Can you retype only the lines from the one with "the dark pebble" through the final line of the material, exactly as given?

— Begin Dataset records —

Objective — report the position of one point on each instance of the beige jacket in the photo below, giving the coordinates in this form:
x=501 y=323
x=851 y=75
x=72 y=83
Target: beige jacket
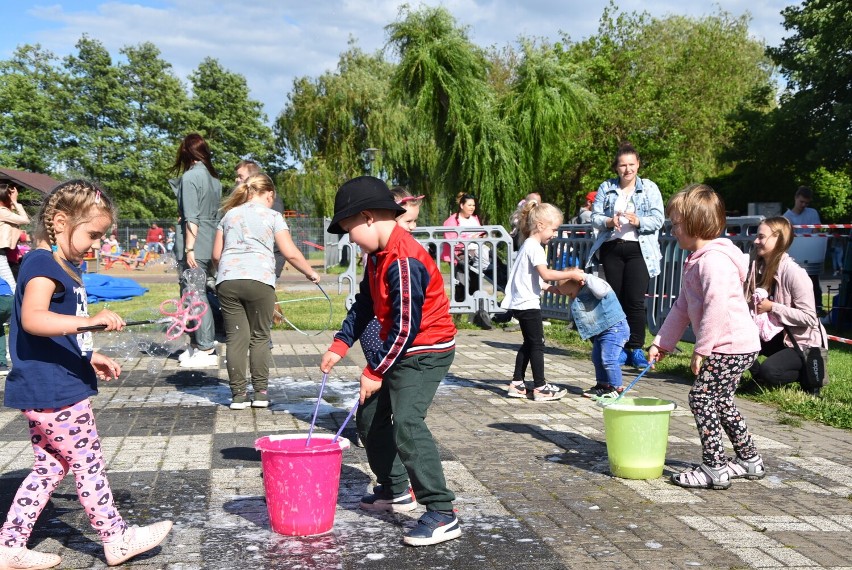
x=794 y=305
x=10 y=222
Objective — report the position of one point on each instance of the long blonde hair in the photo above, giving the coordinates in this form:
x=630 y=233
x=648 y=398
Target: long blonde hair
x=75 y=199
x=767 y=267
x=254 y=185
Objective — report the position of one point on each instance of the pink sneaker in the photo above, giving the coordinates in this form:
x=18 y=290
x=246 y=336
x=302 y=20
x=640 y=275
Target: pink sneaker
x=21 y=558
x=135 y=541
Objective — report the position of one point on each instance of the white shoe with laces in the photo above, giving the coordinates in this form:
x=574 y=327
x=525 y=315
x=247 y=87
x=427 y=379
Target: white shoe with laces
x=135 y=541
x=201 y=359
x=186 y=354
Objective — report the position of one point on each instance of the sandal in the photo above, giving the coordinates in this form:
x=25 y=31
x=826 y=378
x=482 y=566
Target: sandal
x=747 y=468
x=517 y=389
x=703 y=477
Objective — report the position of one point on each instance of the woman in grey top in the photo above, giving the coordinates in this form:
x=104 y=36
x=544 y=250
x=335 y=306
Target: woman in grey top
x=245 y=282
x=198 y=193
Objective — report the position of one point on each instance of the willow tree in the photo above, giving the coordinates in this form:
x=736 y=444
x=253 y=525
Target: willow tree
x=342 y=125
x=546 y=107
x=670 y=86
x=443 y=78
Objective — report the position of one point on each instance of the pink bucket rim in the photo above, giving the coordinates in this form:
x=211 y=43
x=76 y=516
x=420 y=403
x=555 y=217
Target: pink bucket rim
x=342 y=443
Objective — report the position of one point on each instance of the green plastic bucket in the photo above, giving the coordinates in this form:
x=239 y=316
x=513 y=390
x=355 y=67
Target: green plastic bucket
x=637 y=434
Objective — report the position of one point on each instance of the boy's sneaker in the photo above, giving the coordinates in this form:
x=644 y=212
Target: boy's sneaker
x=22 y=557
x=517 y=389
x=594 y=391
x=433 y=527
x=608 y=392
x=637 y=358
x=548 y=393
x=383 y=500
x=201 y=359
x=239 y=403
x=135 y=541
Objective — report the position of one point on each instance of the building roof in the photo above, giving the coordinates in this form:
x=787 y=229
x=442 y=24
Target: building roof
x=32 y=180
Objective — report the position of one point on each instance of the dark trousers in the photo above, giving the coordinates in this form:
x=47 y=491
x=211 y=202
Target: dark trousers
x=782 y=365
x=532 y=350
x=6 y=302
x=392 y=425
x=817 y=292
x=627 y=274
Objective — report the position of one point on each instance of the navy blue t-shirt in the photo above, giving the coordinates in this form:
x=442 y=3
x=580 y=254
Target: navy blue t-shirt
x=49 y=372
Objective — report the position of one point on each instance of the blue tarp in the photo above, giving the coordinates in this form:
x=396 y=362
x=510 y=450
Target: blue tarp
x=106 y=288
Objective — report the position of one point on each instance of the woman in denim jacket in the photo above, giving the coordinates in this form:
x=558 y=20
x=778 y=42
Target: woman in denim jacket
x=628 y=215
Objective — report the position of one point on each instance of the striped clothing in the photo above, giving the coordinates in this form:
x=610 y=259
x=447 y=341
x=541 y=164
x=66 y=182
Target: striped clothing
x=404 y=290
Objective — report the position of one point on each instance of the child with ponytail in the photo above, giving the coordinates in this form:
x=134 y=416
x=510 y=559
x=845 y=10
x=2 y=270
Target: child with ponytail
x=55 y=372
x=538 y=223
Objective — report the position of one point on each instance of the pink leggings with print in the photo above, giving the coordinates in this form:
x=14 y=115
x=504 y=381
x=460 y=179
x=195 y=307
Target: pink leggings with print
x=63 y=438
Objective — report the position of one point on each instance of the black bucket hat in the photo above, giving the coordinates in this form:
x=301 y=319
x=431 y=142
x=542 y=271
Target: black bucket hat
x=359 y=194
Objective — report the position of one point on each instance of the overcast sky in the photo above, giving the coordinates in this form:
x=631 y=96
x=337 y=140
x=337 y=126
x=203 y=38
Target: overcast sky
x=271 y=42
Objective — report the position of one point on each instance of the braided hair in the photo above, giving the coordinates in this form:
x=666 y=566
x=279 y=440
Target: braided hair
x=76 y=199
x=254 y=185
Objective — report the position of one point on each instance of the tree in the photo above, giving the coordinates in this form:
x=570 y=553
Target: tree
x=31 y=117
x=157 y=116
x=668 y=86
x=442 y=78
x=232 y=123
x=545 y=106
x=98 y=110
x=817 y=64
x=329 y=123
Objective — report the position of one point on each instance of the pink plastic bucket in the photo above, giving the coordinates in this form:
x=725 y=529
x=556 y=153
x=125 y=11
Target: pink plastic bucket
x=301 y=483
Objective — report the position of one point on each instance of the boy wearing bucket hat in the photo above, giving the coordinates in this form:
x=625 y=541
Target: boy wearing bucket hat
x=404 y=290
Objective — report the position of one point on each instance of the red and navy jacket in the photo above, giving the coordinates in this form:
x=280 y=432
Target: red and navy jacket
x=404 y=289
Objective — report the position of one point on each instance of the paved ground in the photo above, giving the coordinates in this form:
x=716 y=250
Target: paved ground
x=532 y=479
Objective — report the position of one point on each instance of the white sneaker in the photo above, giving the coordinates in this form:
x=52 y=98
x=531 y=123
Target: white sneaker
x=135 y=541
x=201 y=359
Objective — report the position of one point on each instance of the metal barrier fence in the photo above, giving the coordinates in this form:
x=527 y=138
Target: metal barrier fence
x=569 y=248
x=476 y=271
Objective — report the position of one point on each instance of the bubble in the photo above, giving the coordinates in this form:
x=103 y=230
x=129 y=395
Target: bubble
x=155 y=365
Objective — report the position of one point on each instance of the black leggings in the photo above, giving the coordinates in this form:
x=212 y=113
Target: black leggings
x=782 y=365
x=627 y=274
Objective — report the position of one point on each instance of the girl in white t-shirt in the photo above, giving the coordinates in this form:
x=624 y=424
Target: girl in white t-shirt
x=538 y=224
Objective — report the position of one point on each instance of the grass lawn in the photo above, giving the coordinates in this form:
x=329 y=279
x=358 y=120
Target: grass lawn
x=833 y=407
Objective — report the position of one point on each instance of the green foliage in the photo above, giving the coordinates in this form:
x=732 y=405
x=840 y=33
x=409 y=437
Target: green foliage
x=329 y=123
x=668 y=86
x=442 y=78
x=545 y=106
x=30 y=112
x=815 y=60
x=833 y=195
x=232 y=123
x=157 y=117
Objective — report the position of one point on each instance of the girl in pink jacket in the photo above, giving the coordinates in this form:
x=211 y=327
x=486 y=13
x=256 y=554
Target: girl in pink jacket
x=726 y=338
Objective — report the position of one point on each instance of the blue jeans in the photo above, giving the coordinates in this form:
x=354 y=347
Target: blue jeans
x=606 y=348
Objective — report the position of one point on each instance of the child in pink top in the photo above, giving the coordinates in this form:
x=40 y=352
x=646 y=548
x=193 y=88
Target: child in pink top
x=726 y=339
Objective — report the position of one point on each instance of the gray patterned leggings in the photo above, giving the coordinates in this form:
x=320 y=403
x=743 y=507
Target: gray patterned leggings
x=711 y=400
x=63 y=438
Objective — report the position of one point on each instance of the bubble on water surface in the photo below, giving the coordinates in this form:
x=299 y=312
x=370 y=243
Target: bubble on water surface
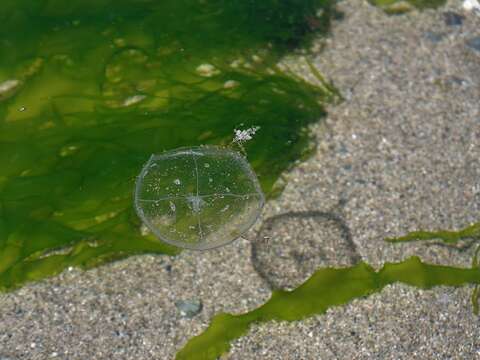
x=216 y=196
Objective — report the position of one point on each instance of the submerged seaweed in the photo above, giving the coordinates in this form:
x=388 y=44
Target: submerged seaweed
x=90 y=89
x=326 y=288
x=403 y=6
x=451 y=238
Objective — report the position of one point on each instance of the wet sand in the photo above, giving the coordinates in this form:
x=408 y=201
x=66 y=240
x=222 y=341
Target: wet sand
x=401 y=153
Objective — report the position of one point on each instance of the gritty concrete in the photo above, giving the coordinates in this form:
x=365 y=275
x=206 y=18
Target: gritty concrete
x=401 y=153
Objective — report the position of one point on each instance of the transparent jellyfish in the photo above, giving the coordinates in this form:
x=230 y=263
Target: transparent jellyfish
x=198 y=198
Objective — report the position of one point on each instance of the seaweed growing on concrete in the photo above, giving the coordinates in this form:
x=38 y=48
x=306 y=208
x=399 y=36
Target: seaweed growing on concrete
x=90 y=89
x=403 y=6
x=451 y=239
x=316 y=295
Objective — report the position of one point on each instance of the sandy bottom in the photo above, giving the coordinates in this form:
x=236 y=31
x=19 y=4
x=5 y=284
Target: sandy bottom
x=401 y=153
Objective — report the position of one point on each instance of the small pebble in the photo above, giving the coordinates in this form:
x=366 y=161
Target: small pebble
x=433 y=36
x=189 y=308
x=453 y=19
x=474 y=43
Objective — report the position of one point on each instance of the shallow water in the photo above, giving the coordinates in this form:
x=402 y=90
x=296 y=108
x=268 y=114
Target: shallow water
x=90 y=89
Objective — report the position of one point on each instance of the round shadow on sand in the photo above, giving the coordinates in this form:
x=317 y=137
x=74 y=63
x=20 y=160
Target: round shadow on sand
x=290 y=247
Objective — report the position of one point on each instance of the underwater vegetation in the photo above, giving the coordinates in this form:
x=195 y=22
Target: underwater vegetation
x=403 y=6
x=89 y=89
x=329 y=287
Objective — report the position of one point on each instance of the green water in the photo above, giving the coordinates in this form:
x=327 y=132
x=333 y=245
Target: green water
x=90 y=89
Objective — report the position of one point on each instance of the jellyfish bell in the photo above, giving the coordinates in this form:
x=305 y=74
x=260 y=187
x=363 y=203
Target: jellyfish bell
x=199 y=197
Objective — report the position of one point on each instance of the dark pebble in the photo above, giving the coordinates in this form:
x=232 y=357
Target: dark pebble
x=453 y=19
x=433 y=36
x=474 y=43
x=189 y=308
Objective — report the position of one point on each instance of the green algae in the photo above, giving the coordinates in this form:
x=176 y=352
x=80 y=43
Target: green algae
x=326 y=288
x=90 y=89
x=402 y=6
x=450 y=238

— End Dataset records —

**Answer to the problem:**
Objective — report the position of one point on each instance of the dark pebble in the photo above, giving the coordinates in this form:
x=232 y=357
Target: dark pebble
x=453 y=19
x=433 y=36
x=474 y=43
x=189 y=308
Objective — report the position of one point on each instance of the green algae in the photo above, giving the coordinates in this form:
x=176 y=352
x=80 y=43
Target: green algae
x=326 y=288
x=90 y=89
x=402 y=6
x=450 y=238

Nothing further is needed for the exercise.